TASK ITEM:
Copy out every line of the data that has the word "aircraft" somewhere in it.

THE RECORDS:
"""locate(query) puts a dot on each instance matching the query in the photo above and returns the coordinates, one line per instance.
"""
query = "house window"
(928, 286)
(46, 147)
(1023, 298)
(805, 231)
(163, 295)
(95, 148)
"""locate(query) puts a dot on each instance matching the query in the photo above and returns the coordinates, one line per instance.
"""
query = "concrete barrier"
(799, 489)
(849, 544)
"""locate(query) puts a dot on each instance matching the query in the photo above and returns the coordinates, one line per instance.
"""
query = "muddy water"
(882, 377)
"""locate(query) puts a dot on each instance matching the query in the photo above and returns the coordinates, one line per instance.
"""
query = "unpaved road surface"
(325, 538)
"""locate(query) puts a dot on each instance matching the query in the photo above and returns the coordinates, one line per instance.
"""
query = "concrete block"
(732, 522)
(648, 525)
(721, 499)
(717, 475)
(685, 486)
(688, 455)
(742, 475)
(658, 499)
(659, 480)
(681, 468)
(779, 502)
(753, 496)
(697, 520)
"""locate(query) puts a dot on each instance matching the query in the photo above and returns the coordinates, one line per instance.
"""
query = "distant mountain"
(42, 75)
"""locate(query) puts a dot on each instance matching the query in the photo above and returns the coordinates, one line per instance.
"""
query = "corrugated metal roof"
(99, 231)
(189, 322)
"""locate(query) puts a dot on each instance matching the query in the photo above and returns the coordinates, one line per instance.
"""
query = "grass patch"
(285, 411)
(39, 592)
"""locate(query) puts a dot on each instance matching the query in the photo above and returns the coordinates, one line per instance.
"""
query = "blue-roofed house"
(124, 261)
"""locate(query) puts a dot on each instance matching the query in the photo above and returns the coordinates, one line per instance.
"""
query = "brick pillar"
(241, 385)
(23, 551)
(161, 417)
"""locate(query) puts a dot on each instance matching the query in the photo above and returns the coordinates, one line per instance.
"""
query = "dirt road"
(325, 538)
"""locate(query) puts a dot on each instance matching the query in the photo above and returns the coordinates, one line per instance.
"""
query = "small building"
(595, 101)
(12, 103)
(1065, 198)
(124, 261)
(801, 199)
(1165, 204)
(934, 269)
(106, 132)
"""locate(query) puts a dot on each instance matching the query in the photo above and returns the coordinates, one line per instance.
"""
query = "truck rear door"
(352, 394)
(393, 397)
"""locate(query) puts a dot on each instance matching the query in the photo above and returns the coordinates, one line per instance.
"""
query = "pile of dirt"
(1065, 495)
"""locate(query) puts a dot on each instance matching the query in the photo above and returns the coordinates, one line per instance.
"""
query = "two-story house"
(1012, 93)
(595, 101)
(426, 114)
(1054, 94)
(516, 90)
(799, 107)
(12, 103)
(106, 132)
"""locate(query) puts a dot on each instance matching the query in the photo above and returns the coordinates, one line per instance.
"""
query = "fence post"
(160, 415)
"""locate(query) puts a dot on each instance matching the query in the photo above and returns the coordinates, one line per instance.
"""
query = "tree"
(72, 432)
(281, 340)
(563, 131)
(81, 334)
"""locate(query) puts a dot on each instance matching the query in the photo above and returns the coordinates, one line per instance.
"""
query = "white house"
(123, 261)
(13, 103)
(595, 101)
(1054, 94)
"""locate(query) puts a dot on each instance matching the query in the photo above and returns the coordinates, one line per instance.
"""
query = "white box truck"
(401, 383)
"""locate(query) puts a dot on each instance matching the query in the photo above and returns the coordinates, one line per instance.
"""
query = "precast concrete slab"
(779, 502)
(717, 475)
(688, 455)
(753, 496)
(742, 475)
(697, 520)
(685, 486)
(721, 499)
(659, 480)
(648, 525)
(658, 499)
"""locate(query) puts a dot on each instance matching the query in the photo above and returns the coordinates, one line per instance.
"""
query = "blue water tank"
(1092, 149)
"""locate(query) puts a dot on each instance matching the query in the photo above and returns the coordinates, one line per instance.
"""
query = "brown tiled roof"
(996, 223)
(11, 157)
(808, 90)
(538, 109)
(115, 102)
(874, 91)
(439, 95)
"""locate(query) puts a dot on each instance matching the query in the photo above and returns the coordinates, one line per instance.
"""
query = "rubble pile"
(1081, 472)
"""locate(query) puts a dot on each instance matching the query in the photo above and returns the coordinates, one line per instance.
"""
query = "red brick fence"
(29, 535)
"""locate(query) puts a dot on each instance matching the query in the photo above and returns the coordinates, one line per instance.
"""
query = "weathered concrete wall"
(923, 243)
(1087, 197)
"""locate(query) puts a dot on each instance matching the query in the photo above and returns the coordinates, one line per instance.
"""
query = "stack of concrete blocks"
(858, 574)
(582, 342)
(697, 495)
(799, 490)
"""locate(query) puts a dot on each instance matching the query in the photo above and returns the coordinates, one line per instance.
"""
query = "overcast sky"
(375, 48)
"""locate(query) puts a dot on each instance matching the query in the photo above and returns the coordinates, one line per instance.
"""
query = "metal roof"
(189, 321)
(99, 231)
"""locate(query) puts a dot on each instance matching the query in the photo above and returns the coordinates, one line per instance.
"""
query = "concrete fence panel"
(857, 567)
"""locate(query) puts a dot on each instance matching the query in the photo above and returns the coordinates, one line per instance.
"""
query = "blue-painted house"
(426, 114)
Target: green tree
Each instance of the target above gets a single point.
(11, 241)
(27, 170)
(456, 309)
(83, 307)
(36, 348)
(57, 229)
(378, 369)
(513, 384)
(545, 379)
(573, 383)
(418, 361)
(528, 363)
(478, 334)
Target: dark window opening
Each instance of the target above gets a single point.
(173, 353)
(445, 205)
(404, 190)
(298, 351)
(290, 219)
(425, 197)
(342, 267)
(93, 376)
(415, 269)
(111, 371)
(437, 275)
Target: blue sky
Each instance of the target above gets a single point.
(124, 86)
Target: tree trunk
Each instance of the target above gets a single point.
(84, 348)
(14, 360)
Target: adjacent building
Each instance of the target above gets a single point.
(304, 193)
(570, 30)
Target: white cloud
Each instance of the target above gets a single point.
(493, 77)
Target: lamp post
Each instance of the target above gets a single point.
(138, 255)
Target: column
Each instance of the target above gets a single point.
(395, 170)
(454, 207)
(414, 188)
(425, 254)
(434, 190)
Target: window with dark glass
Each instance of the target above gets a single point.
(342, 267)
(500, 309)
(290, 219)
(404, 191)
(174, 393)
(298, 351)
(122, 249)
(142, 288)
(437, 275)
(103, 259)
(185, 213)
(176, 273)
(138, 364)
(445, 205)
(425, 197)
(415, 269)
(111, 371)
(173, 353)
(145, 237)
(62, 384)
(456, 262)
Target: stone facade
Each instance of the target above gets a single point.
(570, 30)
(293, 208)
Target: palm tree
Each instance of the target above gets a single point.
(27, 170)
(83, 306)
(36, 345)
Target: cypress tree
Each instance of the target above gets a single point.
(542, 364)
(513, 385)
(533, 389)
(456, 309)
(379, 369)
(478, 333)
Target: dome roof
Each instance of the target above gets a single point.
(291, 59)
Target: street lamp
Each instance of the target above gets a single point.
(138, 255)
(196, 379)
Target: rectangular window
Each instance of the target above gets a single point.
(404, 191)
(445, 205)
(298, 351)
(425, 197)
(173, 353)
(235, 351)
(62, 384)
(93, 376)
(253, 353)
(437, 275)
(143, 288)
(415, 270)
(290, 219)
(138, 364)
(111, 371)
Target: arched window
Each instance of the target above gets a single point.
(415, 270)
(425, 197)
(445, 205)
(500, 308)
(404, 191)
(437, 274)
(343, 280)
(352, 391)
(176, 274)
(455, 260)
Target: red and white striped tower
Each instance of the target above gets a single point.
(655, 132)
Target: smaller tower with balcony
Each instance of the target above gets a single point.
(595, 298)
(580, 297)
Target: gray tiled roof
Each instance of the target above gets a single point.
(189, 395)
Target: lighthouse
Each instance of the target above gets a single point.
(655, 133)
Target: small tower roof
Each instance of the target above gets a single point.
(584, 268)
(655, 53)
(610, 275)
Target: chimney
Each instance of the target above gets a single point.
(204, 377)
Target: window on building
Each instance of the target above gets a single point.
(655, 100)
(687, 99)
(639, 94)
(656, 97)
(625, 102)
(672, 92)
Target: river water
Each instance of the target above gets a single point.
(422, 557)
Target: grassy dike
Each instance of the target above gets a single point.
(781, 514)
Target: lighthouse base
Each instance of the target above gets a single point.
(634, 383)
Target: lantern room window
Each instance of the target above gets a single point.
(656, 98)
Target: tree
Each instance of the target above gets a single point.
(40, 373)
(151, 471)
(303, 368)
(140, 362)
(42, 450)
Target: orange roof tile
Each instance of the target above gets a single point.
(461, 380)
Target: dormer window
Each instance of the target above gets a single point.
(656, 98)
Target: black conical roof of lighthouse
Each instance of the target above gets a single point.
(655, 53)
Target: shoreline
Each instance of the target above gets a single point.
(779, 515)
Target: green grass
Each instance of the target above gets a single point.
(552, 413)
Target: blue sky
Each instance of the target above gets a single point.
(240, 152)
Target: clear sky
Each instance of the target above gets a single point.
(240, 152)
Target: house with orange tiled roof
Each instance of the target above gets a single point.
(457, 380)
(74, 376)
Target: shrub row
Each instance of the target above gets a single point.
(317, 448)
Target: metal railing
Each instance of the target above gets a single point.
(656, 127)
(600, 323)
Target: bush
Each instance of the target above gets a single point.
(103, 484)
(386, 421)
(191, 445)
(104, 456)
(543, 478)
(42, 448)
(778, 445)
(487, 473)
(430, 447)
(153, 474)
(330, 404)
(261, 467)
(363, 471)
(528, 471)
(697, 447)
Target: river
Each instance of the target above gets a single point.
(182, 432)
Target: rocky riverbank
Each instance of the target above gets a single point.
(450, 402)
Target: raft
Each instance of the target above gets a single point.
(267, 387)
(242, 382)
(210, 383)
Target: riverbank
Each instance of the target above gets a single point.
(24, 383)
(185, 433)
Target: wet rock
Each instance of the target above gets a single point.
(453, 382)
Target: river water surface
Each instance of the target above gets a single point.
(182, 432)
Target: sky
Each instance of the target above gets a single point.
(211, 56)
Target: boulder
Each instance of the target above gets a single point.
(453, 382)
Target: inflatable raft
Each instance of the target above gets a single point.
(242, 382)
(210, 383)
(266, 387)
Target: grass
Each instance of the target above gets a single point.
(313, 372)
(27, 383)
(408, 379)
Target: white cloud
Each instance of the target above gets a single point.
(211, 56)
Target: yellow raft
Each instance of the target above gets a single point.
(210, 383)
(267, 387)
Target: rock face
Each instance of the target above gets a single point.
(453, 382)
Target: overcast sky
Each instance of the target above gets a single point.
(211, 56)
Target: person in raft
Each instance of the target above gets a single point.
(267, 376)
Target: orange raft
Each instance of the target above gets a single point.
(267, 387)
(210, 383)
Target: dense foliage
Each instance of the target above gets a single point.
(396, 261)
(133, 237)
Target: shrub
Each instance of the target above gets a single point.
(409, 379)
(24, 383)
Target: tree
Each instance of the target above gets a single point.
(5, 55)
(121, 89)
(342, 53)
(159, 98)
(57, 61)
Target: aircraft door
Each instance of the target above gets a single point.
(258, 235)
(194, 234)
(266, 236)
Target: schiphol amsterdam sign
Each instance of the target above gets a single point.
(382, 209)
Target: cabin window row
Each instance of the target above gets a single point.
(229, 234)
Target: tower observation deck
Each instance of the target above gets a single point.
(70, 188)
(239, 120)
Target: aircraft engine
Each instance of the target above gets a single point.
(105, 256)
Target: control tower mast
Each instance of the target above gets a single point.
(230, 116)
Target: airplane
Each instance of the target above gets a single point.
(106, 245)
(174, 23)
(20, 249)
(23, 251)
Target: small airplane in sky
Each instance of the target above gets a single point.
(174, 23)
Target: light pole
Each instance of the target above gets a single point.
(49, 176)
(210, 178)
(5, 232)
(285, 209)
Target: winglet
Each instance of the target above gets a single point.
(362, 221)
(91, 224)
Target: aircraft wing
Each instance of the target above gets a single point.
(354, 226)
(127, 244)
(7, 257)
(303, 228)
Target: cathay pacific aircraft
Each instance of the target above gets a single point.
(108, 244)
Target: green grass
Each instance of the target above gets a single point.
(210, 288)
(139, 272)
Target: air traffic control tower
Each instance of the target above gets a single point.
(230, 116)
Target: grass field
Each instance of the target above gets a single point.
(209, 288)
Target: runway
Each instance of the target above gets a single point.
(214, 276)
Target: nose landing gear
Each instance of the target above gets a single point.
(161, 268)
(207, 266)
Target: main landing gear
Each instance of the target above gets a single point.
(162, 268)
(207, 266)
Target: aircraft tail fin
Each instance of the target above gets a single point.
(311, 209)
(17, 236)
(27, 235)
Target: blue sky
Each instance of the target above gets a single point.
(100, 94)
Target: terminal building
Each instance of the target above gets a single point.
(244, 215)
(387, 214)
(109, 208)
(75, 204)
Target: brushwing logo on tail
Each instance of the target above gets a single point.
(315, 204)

RESPONSE:
Target: aircraft door
Target: aircraft engine
Target: aircraft wing
Target: cathay pacific aircraft
Target: aircraft tail fin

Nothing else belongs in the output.